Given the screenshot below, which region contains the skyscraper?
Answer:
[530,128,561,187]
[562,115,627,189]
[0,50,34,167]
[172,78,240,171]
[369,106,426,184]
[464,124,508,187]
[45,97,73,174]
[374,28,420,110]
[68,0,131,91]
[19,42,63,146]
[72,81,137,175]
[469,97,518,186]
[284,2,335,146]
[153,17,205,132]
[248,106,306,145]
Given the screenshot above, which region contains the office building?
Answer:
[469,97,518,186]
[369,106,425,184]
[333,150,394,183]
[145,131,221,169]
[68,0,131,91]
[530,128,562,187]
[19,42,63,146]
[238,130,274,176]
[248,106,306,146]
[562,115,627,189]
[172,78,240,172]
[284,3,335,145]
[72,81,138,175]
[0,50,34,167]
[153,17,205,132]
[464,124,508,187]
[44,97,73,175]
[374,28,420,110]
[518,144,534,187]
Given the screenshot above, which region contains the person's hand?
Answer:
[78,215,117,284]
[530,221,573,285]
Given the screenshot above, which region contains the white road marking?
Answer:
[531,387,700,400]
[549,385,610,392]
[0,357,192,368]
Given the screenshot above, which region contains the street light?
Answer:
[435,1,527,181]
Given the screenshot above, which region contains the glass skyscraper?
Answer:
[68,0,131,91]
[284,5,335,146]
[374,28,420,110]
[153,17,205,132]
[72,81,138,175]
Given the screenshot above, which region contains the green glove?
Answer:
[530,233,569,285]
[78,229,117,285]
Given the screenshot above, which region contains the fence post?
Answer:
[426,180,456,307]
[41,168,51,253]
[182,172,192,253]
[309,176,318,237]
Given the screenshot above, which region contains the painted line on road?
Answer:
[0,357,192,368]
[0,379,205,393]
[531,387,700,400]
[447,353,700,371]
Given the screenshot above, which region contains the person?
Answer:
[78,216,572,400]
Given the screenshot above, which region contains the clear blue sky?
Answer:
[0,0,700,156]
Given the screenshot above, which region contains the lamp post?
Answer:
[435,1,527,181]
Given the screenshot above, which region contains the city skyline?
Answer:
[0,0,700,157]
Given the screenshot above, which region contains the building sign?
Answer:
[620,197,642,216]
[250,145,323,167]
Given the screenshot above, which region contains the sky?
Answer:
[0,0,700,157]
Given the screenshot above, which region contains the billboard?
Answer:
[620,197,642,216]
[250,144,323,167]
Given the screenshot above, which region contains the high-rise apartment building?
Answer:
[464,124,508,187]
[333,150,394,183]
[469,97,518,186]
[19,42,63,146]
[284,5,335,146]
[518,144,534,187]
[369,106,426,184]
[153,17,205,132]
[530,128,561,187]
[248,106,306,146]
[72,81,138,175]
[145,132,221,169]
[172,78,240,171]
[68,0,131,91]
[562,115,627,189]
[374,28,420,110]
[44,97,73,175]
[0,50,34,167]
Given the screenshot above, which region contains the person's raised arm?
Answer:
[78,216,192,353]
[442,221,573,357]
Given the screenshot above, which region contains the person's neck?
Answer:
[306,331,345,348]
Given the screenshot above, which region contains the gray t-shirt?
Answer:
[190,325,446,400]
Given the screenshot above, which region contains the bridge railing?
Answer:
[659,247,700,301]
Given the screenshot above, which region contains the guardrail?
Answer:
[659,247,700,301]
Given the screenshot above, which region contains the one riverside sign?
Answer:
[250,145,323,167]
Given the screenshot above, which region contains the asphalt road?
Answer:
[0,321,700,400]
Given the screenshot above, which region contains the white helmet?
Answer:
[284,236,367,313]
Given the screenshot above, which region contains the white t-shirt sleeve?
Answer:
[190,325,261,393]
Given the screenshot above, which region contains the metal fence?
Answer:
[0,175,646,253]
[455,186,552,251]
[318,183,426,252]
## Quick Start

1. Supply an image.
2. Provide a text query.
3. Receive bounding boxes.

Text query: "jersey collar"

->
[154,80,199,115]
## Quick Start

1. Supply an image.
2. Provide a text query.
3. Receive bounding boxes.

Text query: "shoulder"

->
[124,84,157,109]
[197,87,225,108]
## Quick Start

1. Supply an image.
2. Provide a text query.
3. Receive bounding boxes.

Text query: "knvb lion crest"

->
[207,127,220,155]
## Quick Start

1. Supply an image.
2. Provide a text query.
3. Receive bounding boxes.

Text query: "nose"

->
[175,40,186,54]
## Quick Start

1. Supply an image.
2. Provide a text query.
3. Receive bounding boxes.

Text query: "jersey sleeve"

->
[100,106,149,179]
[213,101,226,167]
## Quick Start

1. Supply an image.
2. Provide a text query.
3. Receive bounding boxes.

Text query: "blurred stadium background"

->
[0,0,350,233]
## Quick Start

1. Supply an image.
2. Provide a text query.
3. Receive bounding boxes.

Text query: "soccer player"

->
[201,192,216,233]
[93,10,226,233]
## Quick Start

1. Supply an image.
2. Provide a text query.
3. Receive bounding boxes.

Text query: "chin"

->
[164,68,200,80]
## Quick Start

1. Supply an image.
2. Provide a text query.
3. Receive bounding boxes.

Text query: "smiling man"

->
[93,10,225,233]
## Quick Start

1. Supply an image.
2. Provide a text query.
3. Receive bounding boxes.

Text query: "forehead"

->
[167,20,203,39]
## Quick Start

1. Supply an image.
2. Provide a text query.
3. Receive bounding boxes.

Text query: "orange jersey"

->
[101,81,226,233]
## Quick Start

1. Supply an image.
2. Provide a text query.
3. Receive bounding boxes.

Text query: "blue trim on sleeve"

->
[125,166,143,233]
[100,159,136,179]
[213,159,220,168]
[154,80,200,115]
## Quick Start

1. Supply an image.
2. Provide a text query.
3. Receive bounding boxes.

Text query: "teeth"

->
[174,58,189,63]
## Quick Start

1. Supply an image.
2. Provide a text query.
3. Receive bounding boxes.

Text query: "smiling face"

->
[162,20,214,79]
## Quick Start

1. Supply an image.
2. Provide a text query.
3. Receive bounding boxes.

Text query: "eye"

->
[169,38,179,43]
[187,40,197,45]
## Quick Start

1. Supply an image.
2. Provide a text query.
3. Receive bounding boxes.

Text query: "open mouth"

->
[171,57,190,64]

• **Stated problem**
Please reproduce the listing verbatim, starting with its first line and going on through the line with "[530,221,573,285]", both ends included.

• **Solution for this task**
Given the screenshot below, which region contains the skyscraper?
Answer:
[530,128,561,187]
[562,115,627,189]
[0,50,34,167]
[172,78,240,171]
[369,106,426,184]
[464,124,508,187]
[45,97,73,174]
[374,28,420,110]
[68,0,131,91]
[19,42,63,146]
[72,81,137,175]
[469,97,518,186]
[284,2,335,146]
[153,17,205,132]
[248,106,306,145]
Given the screenshot above, which region contains the office building?
Answer:
[469,97,518,186]
[369,106,425,184]
[333,150,394,183]
[145,131,221,169]
[68,0,131,91]
[530,128,562,187]
[19,42,63,146]
[238,130,274,176]
[248,106,306,146]
[562,115,627,189]
[172,78,240,172]
[284,3,335,145]
[72,81,138,175]
[0,50,34,167]
[153,17,205,132]
[464,124,508,187]
[44,97,73,175]
[374,28,420,110]
[518,144,534,187]
Given the screenshot above, which region contains the person's hand?
Answer:
[78,215,117,284]
[530,221,573,285]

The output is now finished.